Short task 1: In the Walker whisky history excerpt, condense the paragraph beginning "The brand became popular" into a short bulleted list of its main facts.
Short task 2: Copy the Walker whisky history excerpt word for word from "Alexander Walker, son" to "in due course.".

In short order, he switched to dealing mainly in whisky. Since blending of grain and malt whiskies was still banned, he sold both blended malt whiskies and grain whiskies. They were sold as made-to-order whiskies, blended to meet specific customer requirements, because he did not have any brand of his own.He began using his name on labels years later, selling a blended malt as Walker's Kilmarnock Whisky. John Walker died in 1857.


Alexander Walker, son of John Walker, inherited the business following his father's death.
The brand became popular, but after Walker's death it was his son Alexander ‘Alec’ Walker and grandson Alexander Walker II who were largely responsible for establishing the whisky as a favoured brand. The Spirits Act of 1860 legalised the blending of grain whiskies with malt whiskies and ushered in the modern era of blended Scotch whisky. Blended Scotch whisky, lighter and sweeter in character, was more accessible, and much more marketable to a wider audience. Andrew Usher of Edinburgh, was the first to produce a blended whisky, but the Walkers followed in due course.

Supplied data:

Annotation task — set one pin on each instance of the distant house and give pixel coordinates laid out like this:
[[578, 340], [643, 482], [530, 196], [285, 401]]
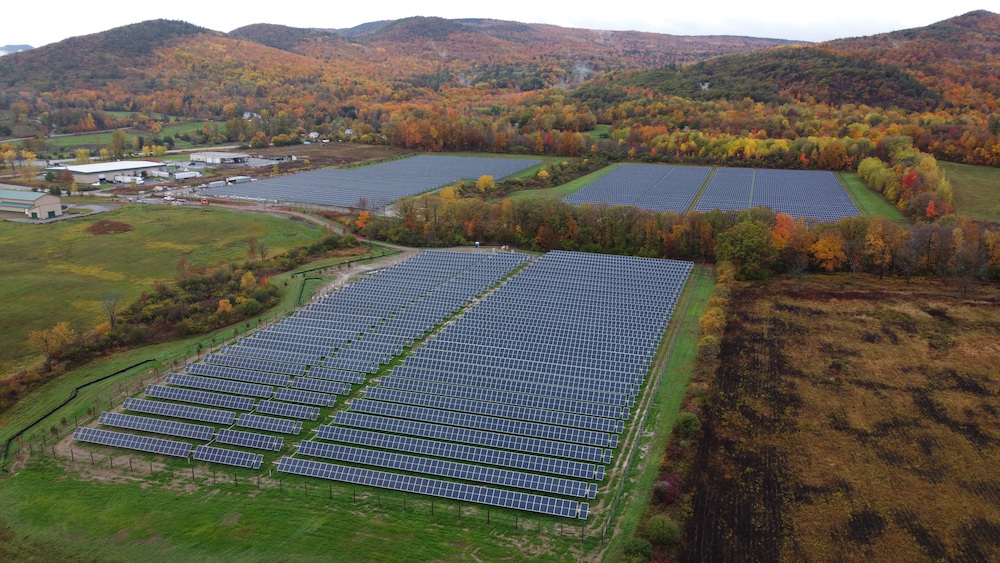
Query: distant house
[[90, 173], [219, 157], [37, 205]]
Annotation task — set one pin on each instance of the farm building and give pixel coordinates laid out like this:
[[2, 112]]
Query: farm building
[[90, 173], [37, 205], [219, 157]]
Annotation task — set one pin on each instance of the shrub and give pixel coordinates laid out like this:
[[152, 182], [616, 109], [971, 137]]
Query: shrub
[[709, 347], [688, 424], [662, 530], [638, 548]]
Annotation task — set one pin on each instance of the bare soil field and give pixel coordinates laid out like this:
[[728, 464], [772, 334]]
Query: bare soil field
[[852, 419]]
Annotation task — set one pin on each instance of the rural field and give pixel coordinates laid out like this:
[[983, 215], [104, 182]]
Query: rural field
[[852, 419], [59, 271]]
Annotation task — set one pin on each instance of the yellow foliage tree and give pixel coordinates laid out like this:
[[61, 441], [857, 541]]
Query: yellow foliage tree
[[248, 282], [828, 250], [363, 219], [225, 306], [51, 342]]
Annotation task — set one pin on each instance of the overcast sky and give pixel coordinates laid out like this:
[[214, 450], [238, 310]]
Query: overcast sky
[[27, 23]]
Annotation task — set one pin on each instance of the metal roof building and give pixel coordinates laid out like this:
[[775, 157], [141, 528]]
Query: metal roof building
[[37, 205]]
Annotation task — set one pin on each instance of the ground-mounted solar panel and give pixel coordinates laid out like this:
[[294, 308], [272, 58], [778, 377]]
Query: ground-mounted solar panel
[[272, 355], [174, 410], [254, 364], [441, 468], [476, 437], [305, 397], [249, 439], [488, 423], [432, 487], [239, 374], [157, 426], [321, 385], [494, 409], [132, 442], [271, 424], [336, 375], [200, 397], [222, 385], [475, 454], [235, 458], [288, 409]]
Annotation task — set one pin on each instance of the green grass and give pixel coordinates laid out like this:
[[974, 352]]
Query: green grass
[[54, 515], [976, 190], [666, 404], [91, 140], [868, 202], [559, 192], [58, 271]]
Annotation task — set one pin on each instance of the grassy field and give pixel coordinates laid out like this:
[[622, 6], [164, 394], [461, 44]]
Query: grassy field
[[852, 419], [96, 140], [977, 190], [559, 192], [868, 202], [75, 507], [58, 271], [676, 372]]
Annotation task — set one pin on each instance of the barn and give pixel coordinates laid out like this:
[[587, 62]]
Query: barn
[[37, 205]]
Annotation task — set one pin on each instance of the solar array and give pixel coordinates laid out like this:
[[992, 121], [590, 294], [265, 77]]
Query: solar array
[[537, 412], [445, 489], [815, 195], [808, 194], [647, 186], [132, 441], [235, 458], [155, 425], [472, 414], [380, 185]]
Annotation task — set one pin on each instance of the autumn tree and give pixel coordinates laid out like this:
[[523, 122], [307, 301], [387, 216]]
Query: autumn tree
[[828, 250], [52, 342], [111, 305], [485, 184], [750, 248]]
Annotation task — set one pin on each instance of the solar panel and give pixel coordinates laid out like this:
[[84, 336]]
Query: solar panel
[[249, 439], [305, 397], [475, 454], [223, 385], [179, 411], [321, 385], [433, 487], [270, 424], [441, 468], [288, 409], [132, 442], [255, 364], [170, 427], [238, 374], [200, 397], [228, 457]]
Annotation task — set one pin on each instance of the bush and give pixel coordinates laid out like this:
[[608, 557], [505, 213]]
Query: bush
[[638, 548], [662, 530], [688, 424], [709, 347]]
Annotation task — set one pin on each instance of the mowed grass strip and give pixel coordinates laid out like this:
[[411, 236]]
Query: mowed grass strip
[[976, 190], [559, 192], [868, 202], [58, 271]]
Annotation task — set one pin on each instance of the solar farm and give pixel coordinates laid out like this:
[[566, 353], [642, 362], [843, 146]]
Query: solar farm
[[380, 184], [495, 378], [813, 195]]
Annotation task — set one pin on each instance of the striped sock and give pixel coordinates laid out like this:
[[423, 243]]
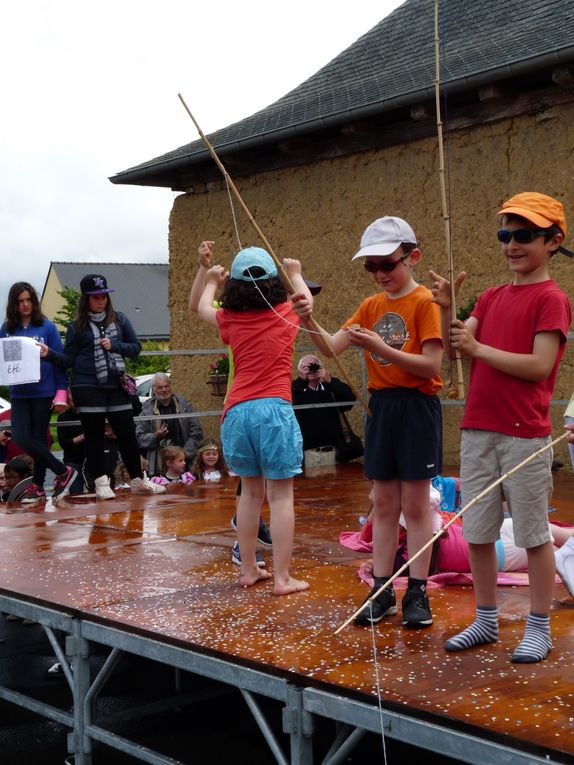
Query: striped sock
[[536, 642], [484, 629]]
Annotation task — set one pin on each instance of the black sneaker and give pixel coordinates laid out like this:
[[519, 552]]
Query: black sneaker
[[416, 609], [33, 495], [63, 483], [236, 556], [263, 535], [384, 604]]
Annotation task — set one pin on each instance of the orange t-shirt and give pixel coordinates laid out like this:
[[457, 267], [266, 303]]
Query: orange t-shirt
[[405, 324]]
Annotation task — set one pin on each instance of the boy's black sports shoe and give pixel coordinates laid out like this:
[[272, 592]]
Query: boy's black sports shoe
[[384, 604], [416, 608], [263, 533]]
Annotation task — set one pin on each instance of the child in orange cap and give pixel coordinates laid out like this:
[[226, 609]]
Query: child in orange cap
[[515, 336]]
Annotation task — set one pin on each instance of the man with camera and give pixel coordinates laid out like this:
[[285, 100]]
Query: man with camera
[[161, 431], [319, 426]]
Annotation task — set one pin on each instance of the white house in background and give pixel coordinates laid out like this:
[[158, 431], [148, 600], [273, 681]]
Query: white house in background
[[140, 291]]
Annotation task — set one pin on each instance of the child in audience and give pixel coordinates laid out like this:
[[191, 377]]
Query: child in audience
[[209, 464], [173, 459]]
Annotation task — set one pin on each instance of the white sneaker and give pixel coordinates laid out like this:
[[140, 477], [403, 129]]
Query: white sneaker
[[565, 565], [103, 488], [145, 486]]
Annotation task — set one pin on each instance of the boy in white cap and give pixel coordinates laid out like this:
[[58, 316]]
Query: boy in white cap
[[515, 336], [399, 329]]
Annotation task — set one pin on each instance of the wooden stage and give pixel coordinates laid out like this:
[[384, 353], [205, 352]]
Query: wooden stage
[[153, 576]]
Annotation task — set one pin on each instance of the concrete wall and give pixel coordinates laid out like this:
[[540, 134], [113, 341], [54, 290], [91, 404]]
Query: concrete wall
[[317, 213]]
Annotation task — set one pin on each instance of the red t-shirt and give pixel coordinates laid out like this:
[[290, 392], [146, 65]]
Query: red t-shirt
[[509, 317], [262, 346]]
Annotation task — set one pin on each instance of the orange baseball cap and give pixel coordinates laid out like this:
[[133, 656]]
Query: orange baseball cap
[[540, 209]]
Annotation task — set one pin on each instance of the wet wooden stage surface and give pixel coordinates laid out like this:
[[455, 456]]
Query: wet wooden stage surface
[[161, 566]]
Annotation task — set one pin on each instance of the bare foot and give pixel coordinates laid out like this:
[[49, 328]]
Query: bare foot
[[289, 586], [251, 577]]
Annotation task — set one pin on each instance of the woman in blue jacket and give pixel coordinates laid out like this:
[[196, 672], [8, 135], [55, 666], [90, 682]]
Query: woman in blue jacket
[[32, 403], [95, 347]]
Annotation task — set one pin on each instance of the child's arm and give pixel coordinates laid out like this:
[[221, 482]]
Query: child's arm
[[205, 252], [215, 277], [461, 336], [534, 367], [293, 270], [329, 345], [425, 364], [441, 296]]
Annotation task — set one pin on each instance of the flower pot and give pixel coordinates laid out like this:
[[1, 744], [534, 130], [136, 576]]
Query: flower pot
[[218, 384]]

Task output 1:
- The brand became popular, but after John Walker's death his son Alexander "Alec" Walker and grandson Alexander Walker II did most to establish it as a favored brand.
- The Spirits Act of 1860 legalized blending grain whiskies with malt whiskies, starting the modern era of blended Scotch.
- Blended Scotch was lighter and sweeter, easier to enjoy and more marketable to a wider audience.
- Andrew Usher of Edinburgh produced the first blended whisky, and the Walkers followed.

Task output 2:
Alexander Walker, son of John Walker, inherited the business following his father's death.
The brand became popular, but after Walker's death it was his son Alexander ‘Alec’ Walker and grandson Alexander Walker II who were largely responsible for establishing the whisky as a favoured brand. The Spirits Act of 1860 legalised the blending of grain whiskies with malt whiskies and ushered in the modern era of blended Scotch whisky. Blended Scotch whisky, lighter and sweeter in character, was more accessible, and much more marketable to a wider audience. Andrew Usher of Edinburgh, was the first to produce a blended whisky, but the Walkers followed in due course.